Pull out every line of the records below and reproduce each one verbatim, keeping the original order.
<<<<
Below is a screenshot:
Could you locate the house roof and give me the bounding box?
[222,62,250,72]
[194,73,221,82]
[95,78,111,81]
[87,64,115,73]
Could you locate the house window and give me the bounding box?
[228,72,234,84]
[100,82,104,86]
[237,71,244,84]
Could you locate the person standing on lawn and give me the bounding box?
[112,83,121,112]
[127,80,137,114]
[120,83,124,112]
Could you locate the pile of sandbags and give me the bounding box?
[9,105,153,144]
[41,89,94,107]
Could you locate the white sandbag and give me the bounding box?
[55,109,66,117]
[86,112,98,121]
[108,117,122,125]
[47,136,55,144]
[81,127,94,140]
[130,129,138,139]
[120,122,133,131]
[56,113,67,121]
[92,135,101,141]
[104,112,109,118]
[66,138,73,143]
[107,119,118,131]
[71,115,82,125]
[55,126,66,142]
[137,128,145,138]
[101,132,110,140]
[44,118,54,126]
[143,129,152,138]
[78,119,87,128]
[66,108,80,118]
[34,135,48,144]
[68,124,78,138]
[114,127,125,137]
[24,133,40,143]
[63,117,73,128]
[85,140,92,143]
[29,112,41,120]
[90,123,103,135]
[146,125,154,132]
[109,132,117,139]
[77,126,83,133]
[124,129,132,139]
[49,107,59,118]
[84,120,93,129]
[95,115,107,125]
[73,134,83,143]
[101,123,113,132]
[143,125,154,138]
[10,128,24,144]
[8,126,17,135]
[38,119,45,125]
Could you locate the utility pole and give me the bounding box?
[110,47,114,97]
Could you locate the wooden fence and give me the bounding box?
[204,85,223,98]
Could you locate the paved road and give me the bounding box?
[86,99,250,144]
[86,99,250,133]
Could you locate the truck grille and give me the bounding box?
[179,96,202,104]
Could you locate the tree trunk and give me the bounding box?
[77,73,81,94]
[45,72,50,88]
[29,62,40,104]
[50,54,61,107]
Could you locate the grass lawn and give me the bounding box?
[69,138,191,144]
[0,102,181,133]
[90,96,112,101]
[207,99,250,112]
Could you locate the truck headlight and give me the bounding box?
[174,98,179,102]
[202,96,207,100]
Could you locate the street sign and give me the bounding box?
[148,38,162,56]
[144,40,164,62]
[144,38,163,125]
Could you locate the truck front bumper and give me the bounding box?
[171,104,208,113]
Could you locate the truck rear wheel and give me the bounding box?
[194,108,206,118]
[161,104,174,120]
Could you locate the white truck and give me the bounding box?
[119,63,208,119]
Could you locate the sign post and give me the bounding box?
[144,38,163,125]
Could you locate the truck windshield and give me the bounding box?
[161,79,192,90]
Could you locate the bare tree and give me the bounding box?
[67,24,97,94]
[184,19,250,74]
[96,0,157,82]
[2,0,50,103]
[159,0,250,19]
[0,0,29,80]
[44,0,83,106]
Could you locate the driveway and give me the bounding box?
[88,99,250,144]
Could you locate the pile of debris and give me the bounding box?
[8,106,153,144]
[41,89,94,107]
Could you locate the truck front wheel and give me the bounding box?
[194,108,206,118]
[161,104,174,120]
>>>>
▶ [The answer]
Below is a screenshot:
Could you locate the house roof and give me the bounding box?
[222,62,250,72]
[194,73,221,82]
[95,78,111,81]
[87,64,115,73]
Could you locate the house window and give me the bounding box?
[228,72,234,84]
[100,82,104,86]
[237,71,244,84]
Could you locate the person standing on lawn and give me the bounding box?
[112,83,121,112]
[127,80,137,114]
[120,83,124,112]
Could you locate the pile of sandbags and give me the bounding box?
[9,105,153,144]
[41,89,94,107]
Could you locate the white sandbag and give me the bounding box?
[55,109,66,117]
[86,112,98,121]
[108,117,122,125]
[47,136,55,144]
[81,127,94,140]
[130,129,138,139]
[120,122,133,131]
[56,113,67,121]
[92,135,101,141]
[104,112,109,118]
[66,138,73,143]
[107,119,118,131]
[71,115,82,125]
[55,126,66,142]
[137,128,145,138]
[101,132,110,140]
[44,118,54,126]
[143,129,152,138]
[78,119,87,128]
[66,108,80,118]
[34,135,48,144]
[68,124,78,138]
[114,127,125,137]
[24,133,40,143]
[63,117,73,128]
[85,140,92,143]
[29,112,41,120]
[90,123,103,135]
[146,125,154,132]
[109,132,117,139]
[77,126,83,133]
[124,129,132,139]
[49,107,59,118]
[84,120,93,129]
[95,115,107,125]
[73,134,83,143]
[101,123,113,132]
[143,125,154,138]
[10,128,24,144]
[8,126,17,135]
[38,119,45,125]
Could you locate the utility pole and give me the bounding box?
[110,47,114,97]
Could you locate the wooden fence and give me the bounding box?
[204,85,223,98]
Could you locate the paved road and give me the bounding box?
[86,99,250,144]
[86,99,250,133]
Could you locate the truck grille and give me the bounding box?
[179,96,202,104]
Could you locate the tree trunk and give me the bounding box?
[77,73,81,94]
[45,72,50,88]
[29,62,40,104]
[50,54,61,107]
Could you locate the grass lawn and give me the bounding box?
[69,138,191,144]
[0,102,181,133]
[90,96,112,101]
[207,99,250,112]
Could you locate the truck headlight and give me the bounding box?
[174,98,179,102]
[202,96,207,100]
Could you locate the street sign and give me the bounding box?
[148,38,162,56]
[144,40,164,62]
[144,38,163,125]
Could you locate the truck front bumper and give me the bounding box?
[171,104,208,113]
Could you locate the truck rear wheel and give me the bounding box?
[194,108,206,118]
[161,104,174,120]
Could you locate the white truck and give me the bounding box?
[119,63,208,119]
Could you locate the sign post and give me the bounding box?
[144,38,163,125]
Could you locate the truck windshield and give me the bounding box?
[161,79,192,90]
Could you locate the bare tree and give me the bounding box?
[67,24,97,94]
[184,19,250,74]
[96,0,157,82]
[2,0,50,103]
[159,0,250,19]
[0,0,29,80]
[44,0,83,106]
Could you locate the driveway and give me the bounding box?
[88,99,250,144]
Could you locate the pile of debris and give me the bounding box?
[8,106,153,144]
[41,89,94,107]
Could you locate the truck front wheel and give me the bounding box?
[194,108,206,118]
[161,104,174,120]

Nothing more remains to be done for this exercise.